• _Entries supplied_
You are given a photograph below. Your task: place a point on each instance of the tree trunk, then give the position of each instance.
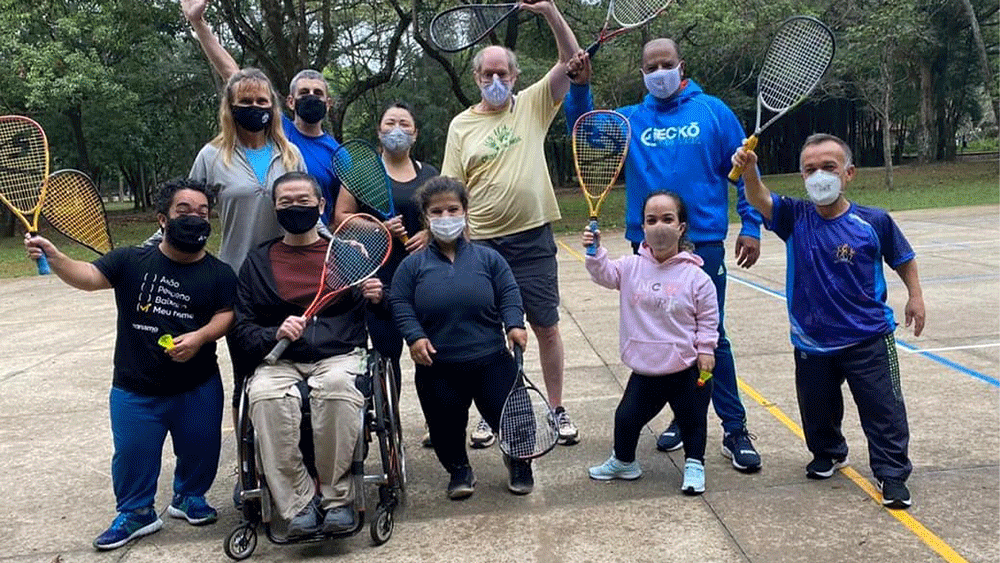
(925, 130)
(984, 61)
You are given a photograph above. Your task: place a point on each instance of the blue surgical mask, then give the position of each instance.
(496, 93)
(663, 83)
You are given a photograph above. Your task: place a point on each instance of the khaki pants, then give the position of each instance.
(335, 403)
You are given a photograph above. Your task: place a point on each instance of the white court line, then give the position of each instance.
(967, 347)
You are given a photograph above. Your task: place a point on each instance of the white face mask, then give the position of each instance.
(447, 229)
(496, 92)
(663, 83)
(396, 140)
(823, 187)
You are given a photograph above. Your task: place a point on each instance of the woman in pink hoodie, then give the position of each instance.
(668, 332)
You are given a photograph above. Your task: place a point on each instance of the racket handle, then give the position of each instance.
(750, 144)
(43, 265)
(592, 248)
(276, 352)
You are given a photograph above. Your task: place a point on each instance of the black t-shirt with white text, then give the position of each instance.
(157, 296)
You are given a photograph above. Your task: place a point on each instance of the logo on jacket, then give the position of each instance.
(845, 254)
(655, 136)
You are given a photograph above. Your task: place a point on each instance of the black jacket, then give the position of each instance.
(337, 329)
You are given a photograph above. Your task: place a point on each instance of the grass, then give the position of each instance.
(935, 185)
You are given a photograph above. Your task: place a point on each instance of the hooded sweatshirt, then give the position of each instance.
(669, 311)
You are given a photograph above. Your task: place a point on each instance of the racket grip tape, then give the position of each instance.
(592, 248)
(749, 145)
(277, 351)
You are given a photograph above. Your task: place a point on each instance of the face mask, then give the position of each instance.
(495, 93)
(447, 229)
(823, 187)
(188, 233)
(297, 219)
(663, 83)
(311, 109)
(396, 140)
(662, 237)
(252, 118)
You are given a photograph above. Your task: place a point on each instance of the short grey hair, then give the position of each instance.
(817, 138)
(512, 67)
(309, 74)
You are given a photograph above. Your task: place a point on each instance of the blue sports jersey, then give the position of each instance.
(834, 283)
(318, 154)
(682, 144)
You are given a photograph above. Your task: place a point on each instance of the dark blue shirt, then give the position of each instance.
(462, 307)
(834, 283)
(318, 154)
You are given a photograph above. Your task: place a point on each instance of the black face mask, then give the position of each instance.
(310, 108)
(188, 233)
(297, 219)
(251, 118)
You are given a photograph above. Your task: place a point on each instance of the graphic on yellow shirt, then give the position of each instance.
(501, 139)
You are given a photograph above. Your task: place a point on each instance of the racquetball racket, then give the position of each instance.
(24, 169)
(362, 172)
(358, 248)
(600, 145)
(461, 27)
(796, 60)
(528, 427)
(628, 14)
(74, 207)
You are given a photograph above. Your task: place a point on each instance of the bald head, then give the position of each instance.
(659, 54)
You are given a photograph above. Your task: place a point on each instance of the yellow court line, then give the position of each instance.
(918, 529)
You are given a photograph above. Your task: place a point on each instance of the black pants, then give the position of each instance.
(645, 396)
(871, 370)
(446, 390)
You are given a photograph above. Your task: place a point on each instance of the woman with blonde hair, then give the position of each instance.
(244, 159)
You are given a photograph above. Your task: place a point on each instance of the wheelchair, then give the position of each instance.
(380, 423)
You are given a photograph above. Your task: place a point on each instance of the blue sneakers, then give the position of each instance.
(614, 469)
(694, 477)
(193, 509)
(127, 527)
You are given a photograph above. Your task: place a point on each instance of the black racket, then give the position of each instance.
(528, 427)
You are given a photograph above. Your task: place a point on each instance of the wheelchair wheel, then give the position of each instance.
(381, 526)
(390, 435)
(242, 541)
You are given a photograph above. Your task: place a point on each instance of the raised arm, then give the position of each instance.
(565, 42)
(756, 192)
(77, 273)
(223, 63)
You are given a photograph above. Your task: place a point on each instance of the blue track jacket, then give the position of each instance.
(682, 144)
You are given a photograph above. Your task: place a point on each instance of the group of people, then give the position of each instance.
(479, 259)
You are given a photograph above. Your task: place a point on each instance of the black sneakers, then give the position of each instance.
(894, 494)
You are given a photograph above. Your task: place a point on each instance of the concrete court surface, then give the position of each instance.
(55, 447)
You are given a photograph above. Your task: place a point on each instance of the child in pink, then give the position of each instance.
(668, 333)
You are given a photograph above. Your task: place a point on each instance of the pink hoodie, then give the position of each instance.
(669, 311)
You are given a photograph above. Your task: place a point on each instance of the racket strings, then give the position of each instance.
(360, 168)
(630, 13)
(600, 142)
(795, 62)
(457, 29)
(23, 163)
(73, 206)
(527, 426)
(357, 250)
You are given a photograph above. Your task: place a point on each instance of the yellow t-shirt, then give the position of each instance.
(500, 157)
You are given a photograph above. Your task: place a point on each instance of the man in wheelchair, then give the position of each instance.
(277, 282)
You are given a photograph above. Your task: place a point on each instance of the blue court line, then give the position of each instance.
(916, 349)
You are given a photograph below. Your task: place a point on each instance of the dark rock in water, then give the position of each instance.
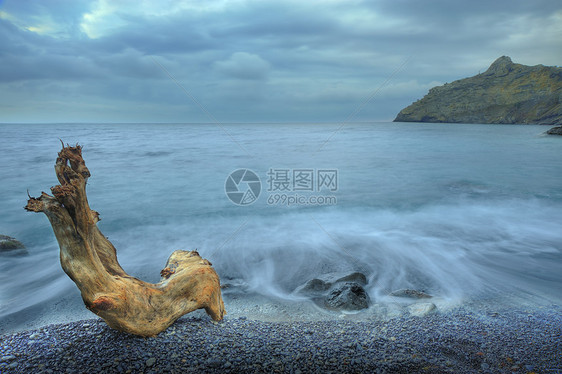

• _Assignment_
Omitting all pictures, set the listing down exactly.

• _Output for this exercise_
You are given a photograph below. Your task: place a point on each instance of the tree trunk, then give the position of each instance.
(925, 130)
(984, 61)
You are given a photograph above. Your task: place a point on each instance of the blue surgical mask, then give the position of each instance.
(496, 93)
(663, 83)
You are given a photograph above. Your task: place a point on each instance of the khaki pants, then give the position of each instance.
(335, 403)
You are given a photograph above. Your task: place a point on each instance of the white court line, then give the position of each instance.
(967, 347)
You are given a photograph above. Your task: place a point on each instance of the white face mask, then give the position of each instance.
(447, 229)
(496, 92)
(663, 83)
(396, 140)
(823, 187)
You are given a photograph above. Your task: place a point on each instance of the woman in pink hoodie, then give the position of each instance.
(668, 332)
You are given a photograph above. Your task: place a point on each instance of the racket handle, then give the position of each instance.
(750, 144)
(43, 265)
(592, 248)
(276, 352)
You are given a photograph above. Your task: place a point on each instance of the black t-shirt with white text, then give the position of each instance.
(157, 296)
You are given a photograph above. Your task: place a point on each instance of the logo on jacket, then give the position of each instance.
(845, 254)
(655, 136)
You are given a photograph above. Your task: place a point on each instance of the black jacket, then give the position of each instance.
(337, 329)
You are given a photograph above. Your task: place a point on each instance of the grass, then give the position of each instance.
(935, 185)
You are given a photograph above. Your task: place a point on each instance of the hooded sweatshirt, then give the position of each instance.
(669, 311)
You are given a photograph above. Your task: place a point on each instance of the racket grip tape, then give the position of each instance.
(592, 248)
(749, 145)
(277, 351)
You are given a photograph above. Your task: place a point on each instance of the face mask, then give the position of each instance.
(495, 93)
(447, 229)
(823, 187)
(188, 233)
(297, 219)
(663, 83)
(311, 109)
(396, 140)
(662, 237)
(252, 118)
You are given a photograph above. Your task: place a point on each instance of the short grey hair, then give the position of each instance.
(817, 138)
(512, 67)
(309, 74)
You are given a photograph above. Your task: place a point on each instance of the blue sports jersey, then give the position of each instance.
(834, 283)
(318, 154)
(682, 144)
You are given a photograph above. Your task: place a point on each instance of the dark blue shirt, then give the position of each instance.
(462, 307)
(834, 283)
(318, 154)
You are given a photograph above. Your task: place a point on each instance of the black face mask, then give the position of each instance.
(310, 108)
(188, 233)
(297, 219)
(251, 118)
You are given a photograph above. Your task: place a point on each instance of the graphic on yellow shirt, then give the position of each instance.
(501, 139)
You are given a photograph above. Your task: place a point on each instance of the racquetball racket, then give the position of each instance.
(24, 169)
(362, 172)
(358, 248)
(600, 145)
(461, 27)
(796, 60)
(528, 427)
(628, 14)
(74, 207)
You are given a photograph above. Your task: place a point on each instance of the bald head, then give the position of each instance.
(659, 54)
You are given a photograph above. Your task: place a point on each instance of the yellow court line, then give the position of each instance.
(918, 529)
You are given a photograph above. Your task: place a point on each instance of the black pants, then give the position of each instance.
(645, 396)
(871, 370)
(446, 390)
You are given a photograph above. Your task: place a point on each instance of the woman with blonde hair, then give the position of each instance.
(244, 159)
You are given a photograph above. Your task: place a point on each instance of the wheelchair, then give the position of each instance.
(380, 423)
You are given a photograph above. Your task: place a point on each instance of the blue sneakers, then give the position of each instance.
(614, 469)
(694, 477)
(193, 509)
(127, 527)
You are given a photograph above. Your task: place a point on each instance of the black racket, then give the position of each instance.
(528, 427)
You are given a photograph above. Your task: place a point on each instance of the wheelchair wheel, then give the position of each instance.
(381, 526)
(390, 435)
(242, 541)
You are given a photograph above. Your task: place a point on each instance of the raised arm, then give the position of each instance.
(565, 42)
(756, 192)
(77, 273)
(223, 63)
You are given a photograph above. Your task: place a point on each instance of the blue track jacket, then give the position of each instance.
(682, 144)
You are given a photograph above. Your task: place a point on each instance of the group of people, then give the position of each instance.
(479, 259)
You are given a photograph above. Your task: place a point on each instance of the black sneakers, then give the position of each instance.
(894, 494)
You are given a photograph above. Your task: place a point on each instance of the concrete court surface, then give the position of each instance.
(55, 447)
You are given a photograph above. Your task: place a point on each instance of the child in pink, then give the position of each instance.
(668, 333)
You are given a photograph above. Your task: place a point on each instance of the pink hoodie, then give the position of each instance.
(669, 311)
You are given a photograph above. Your task: place a point on each instance of the racket strings, then give the position of each instance.
(360, 168)
(630, 13)
(600, 142)
(795, 62)
(457, 29)
(23, 163)
(73, 206)
(527, 426)
(357, 250)
You are given a photograph above. Your task: place a point on each instance of the yellow t-shirt, then give the position of each instance.
(500, 157)
You are given a photograph above. Your task: place a point on each instance of the man in wheelchair, then give the position of each instance.
(277, 282)
You are given a photograph above. Your task: place a point on each instance of the blue court line, then give the position of each instance.
(916, 349)
You are given a photograph below. Your task: place a point on each instance of the dark rock in water, then give the position of each instance.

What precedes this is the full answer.